— BEGIN SUPPLIED DATA —

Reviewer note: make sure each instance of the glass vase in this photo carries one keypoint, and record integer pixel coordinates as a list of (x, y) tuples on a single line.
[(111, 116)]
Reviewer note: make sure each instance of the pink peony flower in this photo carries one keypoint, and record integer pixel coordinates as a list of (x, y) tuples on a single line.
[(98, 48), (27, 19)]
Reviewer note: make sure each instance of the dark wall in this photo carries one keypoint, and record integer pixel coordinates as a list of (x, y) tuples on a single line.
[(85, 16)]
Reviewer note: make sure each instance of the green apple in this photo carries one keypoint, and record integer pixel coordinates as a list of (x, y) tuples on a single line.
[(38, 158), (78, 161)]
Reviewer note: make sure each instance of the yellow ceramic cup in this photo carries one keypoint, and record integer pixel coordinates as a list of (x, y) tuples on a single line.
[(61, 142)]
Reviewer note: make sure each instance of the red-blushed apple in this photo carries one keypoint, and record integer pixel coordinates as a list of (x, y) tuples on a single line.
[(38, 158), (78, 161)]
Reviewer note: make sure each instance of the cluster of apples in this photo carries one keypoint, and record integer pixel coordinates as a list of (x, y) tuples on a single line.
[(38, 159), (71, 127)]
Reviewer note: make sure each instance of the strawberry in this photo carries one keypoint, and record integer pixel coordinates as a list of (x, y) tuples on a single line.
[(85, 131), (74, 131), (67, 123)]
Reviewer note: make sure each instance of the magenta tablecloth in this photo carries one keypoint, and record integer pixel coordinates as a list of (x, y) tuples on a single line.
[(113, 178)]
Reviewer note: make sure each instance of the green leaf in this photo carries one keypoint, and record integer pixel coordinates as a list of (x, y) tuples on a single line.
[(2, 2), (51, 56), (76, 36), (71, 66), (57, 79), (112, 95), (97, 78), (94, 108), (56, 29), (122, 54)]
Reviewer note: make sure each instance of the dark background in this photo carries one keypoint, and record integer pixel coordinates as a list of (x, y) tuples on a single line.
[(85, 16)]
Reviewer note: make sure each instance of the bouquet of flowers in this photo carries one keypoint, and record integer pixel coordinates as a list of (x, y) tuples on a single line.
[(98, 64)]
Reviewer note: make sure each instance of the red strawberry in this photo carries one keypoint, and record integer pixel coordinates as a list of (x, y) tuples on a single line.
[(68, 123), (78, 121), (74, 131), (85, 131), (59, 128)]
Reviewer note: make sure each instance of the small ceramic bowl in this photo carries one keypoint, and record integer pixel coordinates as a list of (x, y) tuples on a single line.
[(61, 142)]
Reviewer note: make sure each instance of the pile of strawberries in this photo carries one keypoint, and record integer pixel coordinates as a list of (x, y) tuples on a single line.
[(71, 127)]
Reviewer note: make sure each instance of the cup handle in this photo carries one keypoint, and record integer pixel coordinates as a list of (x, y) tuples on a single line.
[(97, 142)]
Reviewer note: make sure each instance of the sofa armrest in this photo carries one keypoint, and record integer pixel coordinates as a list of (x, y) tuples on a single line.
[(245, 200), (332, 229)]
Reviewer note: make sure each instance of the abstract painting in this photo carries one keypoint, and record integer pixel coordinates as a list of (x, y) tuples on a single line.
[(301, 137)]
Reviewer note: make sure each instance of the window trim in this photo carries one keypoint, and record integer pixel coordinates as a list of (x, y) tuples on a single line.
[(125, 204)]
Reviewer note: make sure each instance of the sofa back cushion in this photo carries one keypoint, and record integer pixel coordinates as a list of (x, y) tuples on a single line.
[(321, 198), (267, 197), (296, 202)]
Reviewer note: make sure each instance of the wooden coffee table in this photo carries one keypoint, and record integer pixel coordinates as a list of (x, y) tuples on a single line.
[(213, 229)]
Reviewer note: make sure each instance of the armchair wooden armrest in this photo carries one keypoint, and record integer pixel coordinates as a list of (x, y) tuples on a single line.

— END SUPPLIED DATA —

» YOUR OBJECTIVE: Write out each of the records above as one item in a numbered list, leaving out any blank lines.

» CORRECT RESPONSE:
1. Reviewer note: make sure each instance of the glass vase in this photo carries one keypoint, and record integer pixel coordinates as a list of (x, y) tuples on a single line.
2. [(111, 116)]
3. Reviewer note: make sure each instance of the pink peony flower in this photo carries one keypoint, and record integer pixel coordinates as a list of (x, y) tuples on a single line.
4. [(98, 48), (27, 19)]
5. Reviewer note: make sure each instance of the dark wall in this photo carries one keypoint, and record integer pixel coordinates as a list of (x, y) tuples on a single line.
6. [(85, 16)]
7. Reviewer note: make sure each instance of the green apple in this photo carries one keypoint, and record integer pixel coordinates as a list of (x, y) tuples on a single line.
8. [(38, 158), (78, 161)]
9. Reviewer note: make sure each instance of the yellow ceramic cup in this photo carries one keypoint, and record integer pixel coordinates as a list of (x, y) tuples on a single line.
10. [(61, 142)]
11. Reviewer note: make sure each instance of the red-blushed apple in this photo carries one keypoint, and record integer pixel coordinates as a list of (x, y) tuples on a single line.
12. [(38, 158), (78, 161)]
13. Reviewer note: make sure each instance of the cluster of apples in this photo carries one keypoint, and record integer pixel coordinates as a list of (x, y) tuples on a single line.
14. [(38, 159), (71, 127)]
15. Reviewer note: make sure each instance of the strawberry in this photo carries one keypoint, and record integer pixel coordinates as a list of (x, y) tuples on a single line.
16. [(85, 131), (74, 131), (67, 123)]
17. Reviewer note: make sure each instance of the magenta tablecloth in this photo carries one keypoint, and record integer pixel coordinates as a list of (x, y) tuples on a single line.
18. [(113, 178)]
19. Reviewer note: make sure each instance of the green leaf in this photo carries one keypoint, and record integer pixel coordinates as a list of (x, y) tuples on a single line.
20. [(2, 2), (51, 56), (76, 36), (71, 66), (57, 79), (112, 95), (97, 78), (94, 108), (56, 29), (122, 54)]
21. Reviewer note: make sure each instance of the dark background in this photo carries one keypoint, and record integer pixel coordinates as a list of (x, y) tuples on a single line.
22. [(85, 16)]
23. Reviewer note: make sure each instance of the bouquet of flowers in this photo carries one keypoint, and record integer pixel coordinates as a list of (x, y) tuples on a single line.
24. [(98, 64)]
25. Reviewer note: make sure each instance of the red strawberry in this photo carries one keypoint, and record integer pixel coordinates as a list of (x, y) tuples on a single line.
26. [(68, 123), (78, 121), (74, 131), (85, 131), (59, 128)]
27. Reviewer note: make sure each instance of the small ceramic bowl in this photo carries one keypoint, and record integer pixel coordinates as a list of (x, y) tuples on a single line.
28. [(61, 142)]
29. Reviewer note: make sure each instance of the pile of strawberries in this photo carries one keypoint, and record integer pixel coordinates as a list of (x, y) tuples on a single line.
30. [(71, 127)]
31. Reviewer note: make sure each instance of the cup handle in this photo carries one keypoint, and record integer pixel coordinates as a list of (x, y) tuples on a single line.
32. [(97, 142)]
33. Reviewer note: make sure each instance of the sofa armrest in this photo carries one keypoint, and record integer pixel coordinates as a list of (x, y) tuples on a single line.
34. [(245, 200), (332, 229)]
35. Reviewer note: make sure each instance of the abstract painting in this photo carries one keypoint, and record integer pixel coordinates as a list of (x, y) tuples on a single line.
36. [(301, 137)]
37. Reviewer note: make sure each instance of the window trim in this photo carries one keypoint, and record integer pixel coordinates as a list of (x, y) tuples on a single line.
38. [(125, 204)]
39. Reviewer note: make sure each instance of the sofa back cushion in this photo carries one keypoint, and record integer pixel coordinates as a list of (x, y) tuples on a single line.
40. [(321, 198), (267, 197), (296, 202)]
41. Reviewer note: make sure each instance of the wooden coffee table in this photo carries one keypoint, and record integer pixel coordinates as a list of (x, y) tuples on a single line.
42. [(213, 229)]
43. Reviewer note: make sure each instance of the armchair wooden armrest in this photo carries one keypoint, and record integer pixel coordinates as a list of (x, y) tuples on a single line.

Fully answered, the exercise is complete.